▶ _Required task_:
Give back the entire listing verbatim.

▶ _Exercise inputs_:

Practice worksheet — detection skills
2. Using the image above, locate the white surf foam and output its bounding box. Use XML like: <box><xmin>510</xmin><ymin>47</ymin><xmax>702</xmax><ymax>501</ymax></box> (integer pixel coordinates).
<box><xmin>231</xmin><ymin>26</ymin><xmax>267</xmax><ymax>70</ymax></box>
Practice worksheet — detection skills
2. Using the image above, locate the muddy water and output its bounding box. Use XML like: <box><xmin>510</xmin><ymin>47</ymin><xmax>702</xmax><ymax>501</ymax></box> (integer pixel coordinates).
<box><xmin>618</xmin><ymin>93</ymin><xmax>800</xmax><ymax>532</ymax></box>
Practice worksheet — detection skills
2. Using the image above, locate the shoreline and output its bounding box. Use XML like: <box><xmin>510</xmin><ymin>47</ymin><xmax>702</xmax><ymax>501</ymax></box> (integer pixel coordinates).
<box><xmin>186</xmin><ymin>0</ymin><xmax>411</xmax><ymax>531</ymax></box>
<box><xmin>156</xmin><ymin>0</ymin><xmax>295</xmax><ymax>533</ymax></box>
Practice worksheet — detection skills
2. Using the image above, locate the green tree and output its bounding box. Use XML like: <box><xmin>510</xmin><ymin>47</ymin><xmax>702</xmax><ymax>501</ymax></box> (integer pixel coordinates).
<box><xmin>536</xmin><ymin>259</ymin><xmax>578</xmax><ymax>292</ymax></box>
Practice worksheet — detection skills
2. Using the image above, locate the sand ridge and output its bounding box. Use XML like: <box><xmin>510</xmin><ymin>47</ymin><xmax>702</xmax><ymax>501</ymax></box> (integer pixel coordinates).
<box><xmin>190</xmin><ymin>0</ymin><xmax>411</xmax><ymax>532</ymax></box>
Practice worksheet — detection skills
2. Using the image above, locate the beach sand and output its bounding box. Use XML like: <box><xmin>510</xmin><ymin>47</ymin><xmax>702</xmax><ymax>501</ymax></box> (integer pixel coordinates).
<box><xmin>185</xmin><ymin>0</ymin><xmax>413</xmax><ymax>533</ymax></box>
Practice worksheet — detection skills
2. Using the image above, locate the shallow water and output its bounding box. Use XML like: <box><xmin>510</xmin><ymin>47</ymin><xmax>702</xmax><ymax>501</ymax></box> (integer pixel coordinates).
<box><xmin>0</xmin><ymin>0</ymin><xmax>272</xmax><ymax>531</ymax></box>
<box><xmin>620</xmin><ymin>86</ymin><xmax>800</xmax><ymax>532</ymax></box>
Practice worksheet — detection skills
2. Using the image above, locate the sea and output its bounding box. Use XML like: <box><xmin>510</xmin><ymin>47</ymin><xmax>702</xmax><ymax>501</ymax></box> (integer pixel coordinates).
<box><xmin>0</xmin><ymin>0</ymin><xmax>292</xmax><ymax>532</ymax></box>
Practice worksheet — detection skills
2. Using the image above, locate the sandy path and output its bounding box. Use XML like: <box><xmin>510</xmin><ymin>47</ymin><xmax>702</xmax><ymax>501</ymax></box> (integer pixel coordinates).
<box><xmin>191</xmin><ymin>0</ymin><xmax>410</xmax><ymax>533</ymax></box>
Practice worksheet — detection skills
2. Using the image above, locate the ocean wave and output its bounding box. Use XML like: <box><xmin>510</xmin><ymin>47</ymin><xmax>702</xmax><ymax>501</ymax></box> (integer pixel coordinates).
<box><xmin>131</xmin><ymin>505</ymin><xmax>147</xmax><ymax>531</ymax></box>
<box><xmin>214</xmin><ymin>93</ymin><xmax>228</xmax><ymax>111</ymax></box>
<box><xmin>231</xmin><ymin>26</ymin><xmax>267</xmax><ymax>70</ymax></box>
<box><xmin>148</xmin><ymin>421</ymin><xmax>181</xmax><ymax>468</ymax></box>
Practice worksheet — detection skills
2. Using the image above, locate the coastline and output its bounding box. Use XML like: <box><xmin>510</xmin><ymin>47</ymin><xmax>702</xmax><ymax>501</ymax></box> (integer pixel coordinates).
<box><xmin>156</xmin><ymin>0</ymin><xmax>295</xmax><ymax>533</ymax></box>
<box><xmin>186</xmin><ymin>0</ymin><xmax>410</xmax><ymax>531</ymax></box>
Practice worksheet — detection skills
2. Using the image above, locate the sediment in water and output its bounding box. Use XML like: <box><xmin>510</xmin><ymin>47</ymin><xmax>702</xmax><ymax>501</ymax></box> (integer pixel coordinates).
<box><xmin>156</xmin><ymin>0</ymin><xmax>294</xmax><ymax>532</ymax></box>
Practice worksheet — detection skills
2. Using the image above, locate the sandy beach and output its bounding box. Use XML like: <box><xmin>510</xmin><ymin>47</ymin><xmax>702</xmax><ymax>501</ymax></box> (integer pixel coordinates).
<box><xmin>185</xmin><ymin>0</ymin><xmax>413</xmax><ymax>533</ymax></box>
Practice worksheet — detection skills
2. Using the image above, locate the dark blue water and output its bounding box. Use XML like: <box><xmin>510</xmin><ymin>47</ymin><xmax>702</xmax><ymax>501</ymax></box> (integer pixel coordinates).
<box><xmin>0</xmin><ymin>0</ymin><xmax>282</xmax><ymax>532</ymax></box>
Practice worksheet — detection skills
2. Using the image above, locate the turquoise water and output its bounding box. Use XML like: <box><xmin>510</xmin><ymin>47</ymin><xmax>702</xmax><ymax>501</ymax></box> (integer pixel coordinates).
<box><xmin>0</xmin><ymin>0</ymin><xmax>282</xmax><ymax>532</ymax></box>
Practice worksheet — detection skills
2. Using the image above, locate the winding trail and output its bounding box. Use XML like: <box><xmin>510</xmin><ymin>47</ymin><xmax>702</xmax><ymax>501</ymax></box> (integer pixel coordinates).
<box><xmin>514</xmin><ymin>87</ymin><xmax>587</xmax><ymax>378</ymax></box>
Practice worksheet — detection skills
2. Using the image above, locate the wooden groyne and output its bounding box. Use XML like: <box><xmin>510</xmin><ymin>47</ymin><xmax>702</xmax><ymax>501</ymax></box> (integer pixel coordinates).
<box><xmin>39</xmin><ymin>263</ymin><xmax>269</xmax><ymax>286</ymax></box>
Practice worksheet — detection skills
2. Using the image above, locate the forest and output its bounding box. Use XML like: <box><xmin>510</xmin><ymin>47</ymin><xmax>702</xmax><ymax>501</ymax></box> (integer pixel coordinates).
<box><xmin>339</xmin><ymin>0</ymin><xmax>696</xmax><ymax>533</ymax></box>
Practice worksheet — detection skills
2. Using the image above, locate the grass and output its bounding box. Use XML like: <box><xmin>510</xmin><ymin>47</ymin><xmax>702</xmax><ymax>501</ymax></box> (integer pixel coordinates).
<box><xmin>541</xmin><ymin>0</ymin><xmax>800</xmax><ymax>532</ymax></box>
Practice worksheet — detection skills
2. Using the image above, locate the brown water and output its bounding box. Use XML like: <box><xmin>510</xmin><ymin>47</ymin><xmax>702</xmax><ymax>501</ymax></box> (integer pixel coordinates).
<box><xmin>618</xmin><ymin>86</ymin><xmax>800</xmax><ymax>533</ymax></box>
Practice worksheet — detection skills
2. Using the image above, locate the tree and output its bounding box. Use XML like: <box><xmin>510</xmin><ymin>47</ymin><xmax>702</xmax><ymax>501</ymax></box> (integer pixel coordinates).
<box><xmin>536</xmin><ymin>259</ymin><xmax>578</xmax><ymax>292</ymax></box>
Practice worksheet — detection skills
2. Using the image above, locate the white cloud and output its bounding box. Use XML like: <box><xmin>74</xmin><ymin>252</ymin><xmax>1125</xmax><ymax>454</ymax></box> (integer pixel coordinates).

▶ _Response for this exercise_:
Practice worksheet — detection skills
2. Using the image above, locate the white surf foam and output its bounding box. Use XML like: <box><xmin>510</xmin><ymin>47</ymin><xmax>702</xmax><ymax>501</ymax></box> (integer pixel coordinates).
<box><xmin>231</xmin><ymin>26</ymin><xmax>267</xmax><ymax>70</ymax></box>
Practice worksheet — detection skills
2. Using the image above, locate the muddy water and output its bounding box. Use XML like: <box><xmin>510</xmin><ymin>47</ymin><xmax>702</xmax><ymax>501</ymax></box> (integer pixel coordinates).
<box><xmin>618</xmin><ymin>93</ymin><xmax>800</xmax><ymax>532</ymax></box>
Practice worksheet — detection skills
2. Using the image above, locate the shoreline and output its bounding box. Use XML like: <box><xmin>510</xmin><ymin>47</ymin><xmax>702</xmax><ymax>501</ymax></box> (integer pixel coordinates).
<box><xmin>186</xmin><ymin>0</ymin><xmax>411</xmax><ymax>531</ymax></box>
<box><xmin>156</xmin><ymin>0</ymin><xmax>295</xmax><ymax>533</ymax></box>
Practice worksheet — detection skills
2. Using the image above, locate the green tree and output its bounding box. Use XML like: <box><xmin>510</xmin><ymin>47</ymin><xmax>702</xmax><ymax>501</ymax></box> (integer pixel coordinates).
<box><xmin>536</xmin><ymin>259</ymin><xmax>578</xmax><ymax>292</ymax></box>
Practice worksheet — detection skills
2. Using the image above, locate the sand ridge and output its bounding box. Use XML like: <box><xmin>510</xmin><ymin>47</ymin><xmax>702</xmax><ymax>501</ymax></box> (integer pixel coordinates).
<box><xmin>190</xmin><ymin>0</ymin><xmax>411</xmax><ymax>532</ymax></box>
Practice worksheet — detection skills
2. Using the image above, locate the beach sand and output its bounding box. Use XML like: <box><xmin>510</xmin><ymin>47</ymin><xmax>702</xmax><ymax>501</ymax></box> (integer pixel coordinates).
<box><xmin>185</xmin><ymin>0</ymin><xmax>413</xmax><ymax>533</ymax></box>
Practice worksheet — detection skills
2. Using the image above, locate the shallow water and output its bounding box. Use XML like: <box><xmin>510</xmin><ymin>47</ymin><xmax>702</xmax><ymax>501</ymax></box> (integer pixel coordinates).
<box><xmin>0</xmin><ymin>0</ymin><xmax>272</xmax><ymax>531</ymax></box>
<box><xmin>620</xmin><ymin>86</ymin><xmax>800</xmax><ymax>532</ymax></box>
Practice worksheet — detection skills
2. Using the image above, locate the sea and output its bounding box. Use XML like: <box><xmin>510</xmin><ymin>47</ymin><xmax>702</xmax><ymax>501</ymax></box> (integer pixel coordinates).
<box><xmin>0</xmin><ymin>0</ymin><xmax>292</xmax><ymax>532</ymax></box>
Practice worksheet — detection skills
2. Using the image above, locate the sandy path and output its bounding box. Use XML like: <box><xmin>510</xmin><ymin>47</ymin><xmax>702</xmax><ymax>501</ymax></box> (integer pixel coordinates).
<box><xmin>191</xmin><ymin>0</ymin><xmax>410</xmax><ymax>533</ymax></box>
Practice worksheet — detection skills
2. Using the image above, locate the ocean wave and output its bounding box. Use XML like: <box><xmin>510</xmin><ymin>47</ymin><xmax>702</xmax><ymax>501</ymax></box> (integer pixel coordinates).
<box><xmin>131</xmin><ymin>505</ymin><xmax>147</xmax><ymax>531</ymax></box>
<box><xmin>214</xmin><ymin>93</ymin><xmax>228</xmax><ymax>111</ymax></box>
<box><xmin>231</xmin><ymin>26</ymin><xmax>267</xmax><ymax>70</ymax></box>
<box><xmin>148</xmin><ymin>421</ymin><xmax>181</xmax><ymax>468</ymax></box>
Practice worksheet — detection skills
2. Using the image above, locate the coastline and output its bounding box. Use XML like: <box><xmin>510</xmin><ymin>47</ymin><xmax>702</xmax><ymax>501</ymax></box> (integer pixel coordinates).
<box><xmin>156</xmin><ymin>0</ymin><xmax>295</xmax><ymax>533</ymax></box>
<box><xmin>186</xmin><ymin>0</ymin><xmax>410</xmax><ymax>531</ymax></box>
Practice worksheet — detection skills
2. Using the image above, locate the sediment in water and output its bounding box. Use XML like: <box><xmin>510</xmin><ymin>47</ymin><xmax>702</xmax><ymax>501</ymax></box> (integer pixel coordinates).
<box><xmin>156</xmin><ymin>0</ymin><xmax>294</xmax><ymax>532</ymax></box>
Practice worksheet — detection skills
2. Using the image above, locate the sandy beach and output its bounding box. Use XML like: <box><xmin>510</xmin><ymin>47</ymin><xmax>702</xmax><ymax>501</ymax></box> (integer pixel coordinates).
<box><xmin>185</xmin><ymin>0</ymin><xmax>413</xmax><ymax>533</ymax></box>
Practice worksheet — detection skills
2. Using the image above, locate the dark blue water and output its bounding box. Use XML like: <box><xmin>510</xmin><ymin>47</ymin><xmax>702</xmax><ymax>501</ymax></box> (integer pixel coordinates).
<box><xmin>0</xmin><ymin>0</ymin><xmax>282</xmax><ymax>532</ymax></box>
Practice worksheet — detection skills
2. Using the image above, locate the turquoise water and output its bounding box. Use XML like: <box><xmin>510</xmin><ymin>47</ymin><xmax>702</xmax><ymax>501</ymax></box> (integer pixel coordinates).
<box><xmin>0</xmin><ymin>0</ymin><xmax>282</xmax><ymax>532</ymax></box>
Practice worksheet — detection skills
2. Using the image above, locate the winding trail and output its bounding box. Use XML like: <box><xmin>510</xmin><ymin>47</ymin><xmax>702</xmax><ymax>501</ymax></box> (integer pixel coordinates).
<box><xmin>514</xmin><ymin>87</ymin><xmax>587</xmax><ymax>378</ymax></box>
Practice worksheet — detection skills
2. Using the image above, locate the wooden groyne and output its bounding box. Use XML like: <box><xmin>510</xmin><ymin>47</ymin><xmax>702</xmax><ymax>501</ymax></box> (integer pixel coordinates).
<box><xmin>39</xmin><ymin>263</ymin><xmax>269</xmax><ymax>286</ymax></box>
Practice worksheet — detection skills
2. Using the image above, locate the forest and output its bounding box. Use XML like: <box><xmin>510</xmin><ymin>47</ymin><xmax>702</xmax><ymax>501</ymax></box> (integer pixel coordinates).
<box><xmin>339</xmin><ymin>0</ymin><xmax>696</xmax><ymax>533</ymax></box>
Practice worksheet — detection skills
2. Using the image above, locate the grass and output its bounding box. Use XML like: <box><xmin>510</xmin><ymin>47</ymin><xmax>702</xmax><ymax>501</ymax></box> (integer pixel coordinates).
<box><xmin>541</xmin><ymin>0</ymin><xmax>800</xmax><ymax>532</ymax></box>
Practice worksheet — detection skills
2. Using the image above, locate the brown water and output its bounding box. Use XML like: <box><xmin>510</xmin><ymin>47</ymin><xmax>702</xmax><ymax>501</ymax></box> (integer pixel coordinates).
<box><xmin>618</xmin><ymin>86</ymin><xmax>800</xmax><ymax>533</ymax></box>
Practice worksheet — detection skills
2. Using the image above, locate the tree and output its bounding box. Use XML like: <box><xmin>510</xmin><ymin>47</ymin><xmax>702</xmax><ymax>501</ymax></box> (integer pixel coordinates).
<box><xmin>536</xmin><ymin>259</ymin><xmax>578</xmax><ymax>292</ymax></box>
Practice worksheet — detection skills
2. Using the image above, locate the white cloud and output its bounding box. Use XML like: <box><xmin>74</xmin><ymin>252</ymin><xmax>1125</xmax><ymax>454</ymax></box> (integer pixel coordinates).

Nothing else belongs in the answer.